Task to carry out:
How many of the lines below contain the word "mask"? Reply with the number alone.

··· Recorded information

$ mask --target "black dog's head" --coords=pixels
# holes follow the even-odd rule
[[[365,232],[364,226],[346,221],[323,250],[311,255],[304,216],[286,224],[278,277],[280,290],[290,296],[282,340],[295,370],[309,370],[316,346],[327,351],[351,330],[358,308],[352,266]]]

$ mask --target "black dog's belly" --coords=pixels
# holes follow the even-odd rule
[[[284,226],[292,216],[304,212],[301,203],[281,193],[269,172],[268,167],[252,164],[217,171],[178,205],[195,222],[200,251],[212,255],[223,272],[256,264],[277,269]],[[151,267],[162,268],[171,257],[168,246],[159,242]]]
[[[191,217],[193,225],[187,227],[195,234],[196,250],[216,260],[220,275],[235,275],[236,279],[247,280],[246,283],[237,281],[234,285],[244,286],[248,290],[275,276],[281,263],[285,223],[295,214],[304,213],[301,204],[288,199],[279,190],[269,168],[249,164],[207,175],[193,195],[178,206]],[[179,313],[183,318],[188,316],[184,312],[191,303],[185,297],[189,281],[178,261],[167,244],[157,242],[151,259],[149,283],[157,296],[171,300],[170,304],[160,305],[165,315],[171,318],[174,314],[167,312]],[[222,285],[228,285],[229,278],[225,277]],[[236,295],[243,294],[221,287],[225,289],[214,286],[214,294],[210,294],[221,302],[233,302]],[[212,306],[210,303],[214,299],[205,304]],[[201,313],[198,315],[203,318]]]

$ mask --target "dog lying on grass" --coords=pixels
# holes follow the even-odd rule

······
··· Recorded information

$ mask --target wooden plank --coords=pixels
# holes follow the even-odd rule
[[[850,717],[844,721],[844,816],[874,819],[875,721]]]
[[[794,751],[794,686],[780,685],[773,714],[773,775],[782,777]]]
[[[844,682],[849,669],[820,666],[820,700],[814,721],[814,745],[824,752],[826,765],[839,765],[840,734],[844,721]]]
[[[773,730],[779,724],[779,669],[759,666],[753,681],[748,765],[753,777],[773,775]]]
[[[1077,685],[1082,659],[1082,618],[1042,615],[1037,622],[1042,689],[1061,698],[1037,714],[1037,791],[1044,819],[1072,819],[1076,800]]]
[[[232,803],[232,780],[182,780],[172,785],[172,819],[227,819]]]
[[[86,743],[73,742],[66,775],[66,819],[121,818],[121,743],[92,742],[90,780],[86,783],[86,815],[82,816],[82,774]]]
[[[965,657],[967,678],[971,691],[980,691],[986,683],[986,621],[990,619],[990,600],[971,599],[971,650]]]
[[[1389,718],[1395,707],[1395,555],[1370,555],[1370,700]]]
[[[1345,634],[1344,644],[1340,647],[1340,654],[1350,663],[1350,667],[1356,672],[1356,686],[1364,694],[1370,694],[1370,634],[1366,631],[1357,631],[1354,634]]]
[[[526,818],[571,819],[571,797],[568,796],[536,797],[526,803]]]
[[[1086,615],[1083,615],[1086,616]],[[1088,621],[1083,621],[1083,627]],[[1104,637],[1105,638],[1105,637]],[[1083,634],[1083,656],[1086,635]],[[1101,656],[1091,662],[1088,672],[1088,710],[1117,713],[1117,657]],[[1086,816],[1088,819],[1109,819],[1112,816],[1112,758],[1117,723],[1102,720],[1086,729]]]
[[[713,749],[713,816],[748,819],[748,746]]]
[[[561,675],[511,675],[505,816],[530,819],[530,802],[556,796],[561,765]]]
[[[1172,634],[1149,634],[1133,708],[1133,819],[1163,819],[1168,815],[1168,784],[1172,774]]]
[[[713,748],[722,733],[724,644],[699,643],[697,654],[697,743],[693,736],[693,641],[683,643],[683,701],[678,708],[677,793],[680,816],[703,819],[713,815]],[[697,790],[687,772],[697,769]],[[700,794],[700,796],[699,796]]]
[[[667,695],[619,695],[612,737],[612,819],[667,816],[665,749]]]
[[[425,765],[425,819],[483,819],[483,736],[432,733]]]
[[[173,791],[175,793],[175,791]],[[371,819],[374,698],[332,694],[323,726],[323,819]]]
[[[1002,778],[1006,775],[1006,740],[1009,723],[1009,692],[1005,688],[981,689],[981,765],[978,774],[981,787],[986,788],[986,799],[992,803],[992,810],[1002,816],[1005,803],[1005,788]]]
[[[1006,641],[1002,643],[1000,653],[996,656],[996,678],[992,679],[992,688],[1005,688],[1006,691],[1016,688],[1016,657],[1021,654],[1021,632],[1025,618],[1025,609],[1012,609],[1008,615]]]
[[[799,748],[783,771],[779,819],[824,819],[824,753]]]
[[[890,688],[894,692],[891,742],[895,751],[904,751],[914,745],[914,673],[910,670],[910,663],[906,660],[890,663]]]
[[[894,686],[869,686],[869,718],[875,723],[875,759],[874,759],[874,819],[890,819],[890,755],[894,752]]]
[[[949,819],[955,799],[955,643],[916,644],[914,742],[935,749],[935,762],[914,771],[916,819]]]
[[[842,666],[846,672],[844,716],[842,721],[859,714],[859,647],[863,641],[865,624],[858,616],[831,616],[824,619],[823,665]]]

······
··· Recorded information

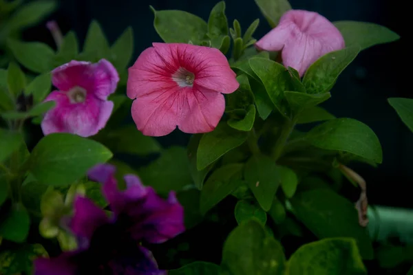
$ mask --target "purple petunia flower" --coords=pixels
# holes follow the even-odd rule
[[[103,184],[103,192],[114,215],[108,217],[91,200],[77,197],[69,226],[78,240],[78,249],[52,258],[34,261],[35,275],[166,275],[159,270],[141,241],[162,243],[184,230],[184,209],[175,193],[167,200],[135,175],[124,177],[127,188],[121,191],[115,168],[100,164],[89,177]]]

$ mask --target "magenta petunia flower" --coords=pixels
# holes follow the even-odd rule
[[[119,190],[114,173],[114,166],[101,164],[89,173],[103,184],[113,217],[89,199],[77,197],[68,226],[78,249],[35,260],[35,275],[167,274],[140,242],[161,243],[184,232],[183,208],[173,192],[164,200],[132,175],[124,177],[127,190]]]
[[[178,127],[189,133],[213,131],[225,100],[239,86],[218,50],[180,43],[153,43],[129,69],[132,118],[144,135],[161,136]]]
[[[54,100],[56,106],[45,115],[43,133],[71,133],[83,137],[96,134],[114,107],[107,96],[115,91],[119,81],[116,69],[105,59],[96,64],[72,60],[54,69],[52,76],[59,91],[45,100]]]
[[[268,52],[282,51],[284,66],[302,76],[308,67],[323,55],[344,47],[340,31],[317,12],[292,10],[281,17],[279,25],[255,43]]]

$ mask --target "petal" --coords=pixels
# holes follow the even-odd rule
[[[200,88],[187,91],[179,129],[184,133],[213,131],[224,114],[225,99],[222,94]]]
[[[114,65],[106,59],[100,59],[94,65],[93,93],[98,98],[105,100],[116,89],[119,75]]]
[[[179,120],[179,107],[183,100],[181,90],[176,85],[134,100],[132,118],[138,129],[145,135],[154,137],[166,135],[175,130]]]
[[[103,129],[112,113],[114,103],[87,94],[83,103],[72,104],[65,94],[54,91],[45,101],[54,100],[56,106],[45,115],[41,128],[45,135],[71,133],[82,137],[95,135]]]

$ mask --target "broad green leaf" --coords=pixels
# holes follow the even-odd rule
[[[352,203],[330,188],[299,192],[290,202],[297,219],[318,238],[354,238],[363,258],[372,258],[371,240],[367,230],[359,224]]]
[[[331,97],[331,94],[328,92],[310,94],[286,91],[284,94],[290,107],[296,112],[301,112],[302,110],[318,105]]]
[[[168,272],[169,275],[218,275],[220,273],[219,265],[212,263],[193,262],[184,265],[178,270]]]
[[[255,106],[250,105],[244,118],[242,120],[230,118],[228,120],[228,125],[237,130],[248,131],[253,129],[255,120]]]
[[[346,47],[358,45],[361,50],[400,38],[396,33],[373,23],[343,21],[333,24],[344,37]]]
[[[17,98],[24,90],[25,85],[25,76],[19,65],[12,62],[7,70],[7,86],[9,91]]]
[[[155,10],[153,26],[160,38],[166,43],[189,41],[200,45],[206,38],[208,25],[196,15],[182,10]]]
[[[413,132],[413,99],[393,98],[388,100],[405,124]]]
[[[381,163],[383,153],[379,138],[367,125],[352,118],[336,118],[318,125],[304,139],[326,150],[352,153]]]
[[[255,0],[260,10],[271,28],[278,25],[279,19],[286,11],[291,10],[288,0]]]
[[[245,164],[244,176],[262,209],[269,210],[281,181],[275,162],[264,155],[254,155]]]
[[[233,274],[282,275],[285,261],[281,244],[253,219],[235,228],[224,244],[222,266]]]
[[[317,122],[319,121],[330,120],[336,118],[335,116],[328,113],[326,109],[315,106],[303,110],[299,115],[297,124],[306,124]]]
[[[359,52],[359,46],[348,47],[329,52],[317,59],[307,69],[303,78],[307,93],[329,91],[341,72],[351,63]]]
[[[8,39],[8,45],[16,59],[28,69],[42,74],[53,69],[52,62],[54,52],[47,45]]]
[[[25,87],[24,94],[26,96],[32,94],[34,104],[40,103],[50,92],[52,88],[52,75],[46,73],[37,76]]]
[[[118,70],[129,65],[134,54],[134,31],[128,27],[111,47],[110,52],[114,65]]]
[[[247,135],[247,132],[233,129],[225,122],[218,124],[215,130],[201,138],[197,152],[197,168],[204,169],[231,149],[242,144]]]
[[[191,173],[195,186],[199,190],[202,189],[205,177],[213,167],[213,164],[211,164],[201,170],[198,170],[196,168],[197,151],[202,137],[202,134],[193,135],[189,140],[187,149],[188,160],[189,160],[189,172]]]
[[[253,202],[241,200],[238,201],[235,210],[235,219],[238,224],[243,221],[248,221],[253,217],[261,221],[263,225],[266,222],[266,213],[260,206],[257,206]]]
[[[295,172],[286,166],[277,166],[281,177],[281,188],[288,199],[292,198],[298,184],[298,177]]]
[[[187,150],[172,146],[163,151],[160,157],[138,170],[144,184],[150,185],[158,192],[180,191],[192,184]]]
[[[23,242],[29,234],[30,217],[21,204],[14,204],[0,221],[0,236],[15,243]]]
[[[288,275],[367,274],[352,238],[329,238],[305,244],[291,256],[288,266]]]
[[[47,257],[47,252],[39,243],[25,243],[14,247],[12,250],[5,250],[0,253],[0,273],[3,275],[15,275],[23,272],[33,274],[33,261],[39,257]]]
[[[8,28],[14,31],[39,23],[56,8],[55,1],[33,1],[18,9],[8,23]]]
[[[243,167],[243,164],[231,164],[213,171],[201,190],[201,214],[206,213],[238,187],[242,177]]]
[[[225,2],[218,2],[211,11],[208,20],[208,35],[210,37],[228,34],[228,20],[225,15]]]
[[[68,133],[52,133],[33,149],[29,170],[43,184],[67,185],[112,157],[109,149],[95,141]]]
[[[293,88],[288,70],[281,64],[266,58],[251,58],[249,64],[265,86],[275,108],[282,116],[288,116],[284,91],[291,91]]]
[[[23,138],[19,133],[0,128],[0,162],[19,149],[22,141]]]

······

Exercise solution:
8